___ Passage to read ___

Article
Jun 9, 2026
Software Maintenance Costs: What to Budget After the Build
The build quote is half the story. Here's what software maintenance actually costs, what it covers, and how AI-generated code bends the curve in 2026

TL;DR
Plan for annual maintenance at roughly 15–25% of build cost; legacy systems and AI-heavy stacks push higher.
Stripe's Developer Coefficient found developers lose 17.3 hours a week to technical debt and bad code.
Maintenance covers security patches, breaking API changes, dependency rot, and the small features that keep users.
Unsupervised AI-generated code raises the maintenance curve; supervised AI code, with review gates, does not.
By year three, cumulative maintenance typically exceeds the original build for any app still in active use.
How much does software maintenance cost?
The honest answer: budget 15% to 25% of your original build cost per year, every year the software is alive. A $120K custom app costs roughly $18K–$30K a year to keep healthy. A $400K platform costs $60K–$100K. Those bands hold for most well-scoped web and mobile apps in our client work, and they widen fast once you add regulated data, mobile OS churn, or AI components calling third-party model APIs.

___ Dataset records ___

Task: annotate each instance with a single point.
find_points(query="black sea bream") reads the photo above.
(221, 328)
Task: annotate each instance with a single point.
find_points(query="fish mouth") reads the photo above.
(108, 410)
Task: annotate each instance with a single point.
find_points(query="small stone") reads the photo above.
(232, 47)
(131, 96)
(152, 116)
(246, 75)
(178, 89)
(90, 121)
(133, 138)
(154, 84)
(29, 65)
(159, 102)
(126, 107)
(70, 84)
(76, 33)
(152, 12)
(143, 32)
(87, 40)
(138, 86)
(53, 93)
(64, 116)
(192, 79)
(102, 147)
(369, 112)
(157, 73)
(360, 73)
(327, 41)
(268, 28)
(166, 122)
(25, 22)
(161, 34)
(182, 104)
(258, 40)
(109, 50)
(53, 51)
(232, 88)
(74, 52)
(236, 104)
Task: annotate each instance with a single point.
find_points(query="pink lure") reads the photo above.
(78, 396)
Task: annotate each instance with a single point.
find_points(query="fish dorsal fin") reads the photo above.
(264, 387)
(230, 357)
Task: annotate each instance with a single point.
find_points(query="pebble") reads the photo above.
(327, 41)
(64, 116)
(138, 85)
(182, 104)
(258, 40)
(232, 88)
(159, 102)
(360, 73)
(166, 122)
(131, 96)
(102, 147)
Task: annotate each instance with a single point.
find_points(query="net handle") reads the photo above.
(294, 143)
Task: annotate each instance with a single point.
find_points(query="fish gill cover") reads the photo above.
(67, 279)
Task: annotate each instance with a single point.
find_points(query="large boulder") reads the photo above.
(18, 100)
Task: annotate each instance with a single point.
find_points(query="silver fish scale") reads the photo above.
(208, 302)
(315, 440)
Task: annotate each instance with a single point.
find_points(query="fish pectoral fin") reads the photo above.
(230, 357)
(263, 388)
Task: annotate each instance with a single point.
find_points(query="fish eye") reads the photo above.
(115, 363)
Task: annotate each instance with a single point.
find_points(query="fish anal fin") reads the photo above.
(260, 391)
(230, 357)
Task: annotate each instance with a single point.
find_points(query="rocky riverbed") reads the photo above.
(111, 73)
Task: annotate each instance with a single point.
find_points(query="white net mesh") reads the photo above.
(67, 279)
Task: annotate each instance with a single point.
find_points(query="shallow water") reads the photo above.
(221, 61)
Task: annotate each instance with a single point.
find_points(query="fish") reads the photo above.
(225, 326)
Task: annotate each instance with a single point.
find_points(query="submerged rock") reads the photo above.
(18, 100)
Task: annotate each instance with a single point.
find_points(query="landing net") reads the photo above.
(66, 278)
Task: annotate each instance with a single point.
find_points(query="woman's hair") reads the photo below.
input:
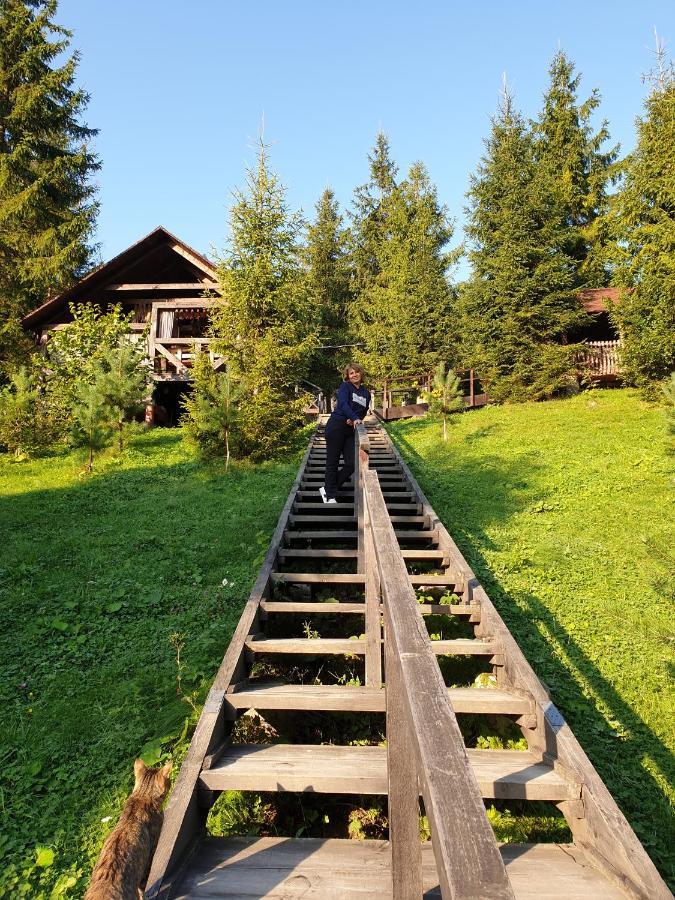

___

Exercise tasks:
1. Transcribe the article on software maintenance costs, starting at "Stripe's Developer Coefficient" and ending at "third-party model APIs.".
2. Answer these questions using the article on software maintenance costs:
(a) How many hours a week did Stripe's Developer Coefficient find developers lose to technical debt and bad code?
(b) What yearly maintenance range does the article give for a $400K platform?
(c) By what year does cumulative maintenance typically exceed the original build for an app still in active use?
3. Take the article on software maintenance costs further, continuing from its last sentence.

Exercise answers:
1.
Stripe's Developer Coefficient found developers lose 17.3 hours a week to technical debt and bad code.
Maintenance covers security patches, breaking API changes, dependency rot, and the small features that keep users.
Unsupervised AI-generated code raises the maintenance curve; supervised AI code, with review gates, does not.
By year three, cumulative maintenance typically exceeds the original build for any app still in active use.
How much does software maintenance cost?
The honest answer: budget 15% to 25% of your original build cost per year, every year the software is alive. A $120K custom app costs roughly $18K–$30K a year to keep healthy. A $400K platform costs $60K–$100K. Those bands hold for most well-scoped web and mobile apps in our client work, and they widen fast once you add regulated data, mobile OS churn, or AI components calling third-party model APIs.

2.
(a) 17.3 hours
(b) $60K–$100K
(c) Year three

3.
Most agencies quote the build and stay quiet about the rest. That's how a 12-month engagement turns into a 36-month surprise. This piece publishes the numbers we wish every operator had during procurement: the percentage bands, what the line items actually include, and the 2026 wrinkle that's already showing up in repos — AI-generated code accumulating debt faster than human-written code when nobody is reviewing it.
If you're sizing the build itself, the companion piece on custom software development cost in 2026 walks the upfront side. This one picks up the day you ship.
1. Why the build quote is half the story
A build quote answers one question: what does it cost to get version 1.0 into production? It does not answer the question your CFO will ask in month four — what does it cost to keep it working?
Stripe's Developer Coefficient report (Stripe, 2018) put a number on this that hasn't aged: developers spend about 42% of their working week — 17.3 hours — on technical debt and bad code. Not building. Not shipping features. Maintaining what already exists. That ratio is the single most important data point in any software budget conversation, and almost no agency proposal references it.
The implication is uncomfortable. If you're paying a team to build, you're implicitly committing to pay another team — or the same team — to maintain. The maintenance bill is not optional. It's deferred.
2. The budget rule of thumb — and the three places it breaks
The 15–25% annual rule holds for most custom apps in steady-state. Here's where it breaks, in order of how often we see it:
Regulated data. If you're handling PHI, PCI, or anything that triggers an audit, maintenance climbs to 25–35% because of patch cadence, log retention, and the dependency upgrades you can't defer.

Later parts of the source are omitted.